[Start Document segment]
[cfe-dev] question about fused multiply add and Clang GNU modes

Mon Sep 21 09:37:18 PDT 2015

> On Sep 21, 2015, at 12:30 PM, Joerg Sonnenberger via cfe-dev <cfe-dev at lists.llvm.org> wrote:
> 
> On Mon, Sep 21, 2015 at 10:39:28AM -0400, Stephen Canon wrote:
>> 
>>> On Sep 21, 2015, at 9:06 AM, Joerg Sonnenberger via cfe-dev <cfe-dev at lists.llvm.org> wrote:
>>> 
>>> On Mon, Sep 21, 2015 at 07:37:50AM -0500, Hal Finkel via cfe-dev wrote:
>>>> We don't track the C-level expressions in the IR, but Clang will
>>>> directly form @llvm.fmuladd intrinsics where allowed. CodeGen then
>>>> converts these into FMA nodes, or expands them into ADD + MUL depending
>>>> on target hooks.
[End Document segment]
[Start Given information]
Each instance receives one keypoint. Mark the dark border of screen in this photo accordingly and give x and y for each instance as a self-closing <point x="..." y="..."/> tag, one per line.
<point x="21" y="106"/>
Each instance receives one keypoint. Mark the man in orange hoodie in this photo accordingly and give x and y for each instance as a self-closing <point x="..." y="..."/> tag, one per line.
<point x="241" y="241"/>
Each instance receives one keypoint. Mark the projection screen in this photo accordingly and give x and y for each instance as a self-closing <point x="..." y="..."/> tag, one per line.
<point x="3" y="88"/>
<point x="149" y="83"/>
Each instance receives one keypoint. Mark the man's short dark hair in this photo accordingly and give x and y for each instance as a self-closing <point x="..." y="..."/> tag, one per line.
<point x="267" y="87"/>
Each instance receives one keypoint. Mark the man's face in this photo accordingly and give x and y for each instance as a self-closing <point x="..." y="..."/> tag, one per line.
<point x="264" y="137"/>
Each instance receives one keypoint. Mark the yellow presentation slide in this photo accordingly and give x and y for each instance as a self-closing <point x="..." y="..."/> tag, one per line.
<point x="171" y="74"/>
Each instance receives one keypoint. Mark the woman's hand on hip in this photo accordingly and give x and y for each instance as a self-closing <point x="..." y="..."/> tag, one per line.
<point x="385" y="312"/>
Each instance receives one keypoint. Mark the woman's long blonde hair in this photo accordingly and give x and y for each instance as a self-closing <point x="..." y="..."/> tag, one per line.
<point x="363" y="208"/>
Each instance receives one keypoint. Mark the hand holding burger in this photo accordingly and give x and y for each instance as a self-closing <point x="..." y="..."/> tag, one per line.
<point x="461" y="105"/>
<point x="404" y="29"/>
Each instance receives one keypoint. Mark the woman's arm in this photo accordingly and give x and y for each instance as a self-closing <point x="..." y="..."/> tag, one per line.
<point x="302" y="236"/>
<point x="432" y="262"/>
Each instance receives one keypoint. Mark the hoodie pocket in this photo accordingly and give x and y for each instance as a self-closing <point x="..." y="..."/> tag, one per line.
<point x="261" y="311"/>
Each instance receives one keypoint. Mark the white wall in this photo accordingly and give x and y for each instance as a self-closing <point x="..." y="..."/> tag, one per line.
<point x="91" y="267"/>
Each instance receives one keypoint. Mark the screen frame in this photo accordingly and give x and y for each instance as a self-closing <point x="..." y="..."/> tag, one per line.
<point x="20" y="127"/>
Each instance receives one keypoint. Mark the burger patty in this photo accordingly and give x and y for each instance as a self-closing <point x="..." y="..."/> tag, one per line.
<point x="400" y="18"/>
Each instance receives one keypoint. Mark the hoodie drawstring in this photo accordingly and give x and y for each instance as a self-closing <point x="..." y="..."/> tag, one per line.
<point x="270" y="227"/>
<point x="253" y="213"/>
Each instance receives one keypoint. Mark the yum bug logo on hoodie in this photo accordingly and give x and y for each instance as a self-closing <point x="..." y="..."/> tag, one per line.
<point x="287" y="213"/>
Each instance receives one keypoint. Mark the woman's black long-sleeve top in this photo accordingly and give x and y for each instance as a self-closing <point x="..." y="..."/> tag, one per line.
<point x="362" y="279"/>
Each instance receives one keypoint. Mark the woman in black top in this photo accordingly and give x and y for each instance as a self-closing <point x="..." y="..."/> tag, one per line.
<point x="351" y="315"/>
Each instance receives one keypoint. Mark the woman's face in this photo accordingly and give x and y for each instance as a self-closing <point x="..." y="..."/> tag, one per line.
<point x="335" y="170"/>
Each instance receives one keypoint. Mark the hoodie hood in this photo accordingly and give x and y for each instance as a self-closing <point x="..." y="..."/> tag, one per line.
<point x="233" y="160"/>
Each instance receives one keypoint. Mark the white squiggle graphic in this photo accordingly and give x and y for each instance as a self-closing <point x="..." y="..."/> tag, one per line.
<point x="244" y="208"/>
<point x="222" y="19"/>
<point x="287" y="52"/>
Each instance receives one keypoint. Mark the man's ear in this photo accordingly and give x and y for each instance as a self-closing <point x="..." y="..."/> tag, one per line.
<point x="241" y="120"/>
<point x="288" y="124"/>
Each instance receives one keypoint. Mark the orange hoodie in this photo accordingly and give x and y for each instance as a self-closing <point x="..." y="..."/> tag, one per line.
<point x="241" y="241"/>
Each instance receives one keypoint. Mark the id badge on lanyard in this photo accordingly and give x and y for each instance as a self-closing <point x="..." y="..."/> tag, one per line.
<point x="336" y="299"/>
[End Given information]
* Problem description *
Please reproduce the whole cfe-dev message on fused multiply-add above, word for word.

* Written response *
[cfe-dev] question about fused multiply add and Clang GNU modes

Mon Sep 21 09:37:18 PDT 2015

> On Sep 21, 2015, at 12:30 PM, Joerg Sonnenberger via cfe-dev <cfe-dev at lists.llvm.org> wrote:
> 
> On Mon, Sep 21, 2015 at 10:39:28AM -0400, Stephen Canon wrote:
>> 
>>> On Sep 21, 2015, at 9:06 AM, Joerg Sonnenberger via cfe-dev <cfe-dev at lists.llvm.org> wrote:
>>> 
>>> On Mon, Sep 21, 2015 at 07:37:50AM -0500, Hal Finkel via cfe-dev wrote:
>>>> We don't track the C-level expressions in the IR, but Clang will
>>>> directly form @llvm.fmuladd intrinsics where allowed. CodeGen then
>>>> converts these into FMA nodes, or expands them into ADD + MUL depending
>>>> on target hooks.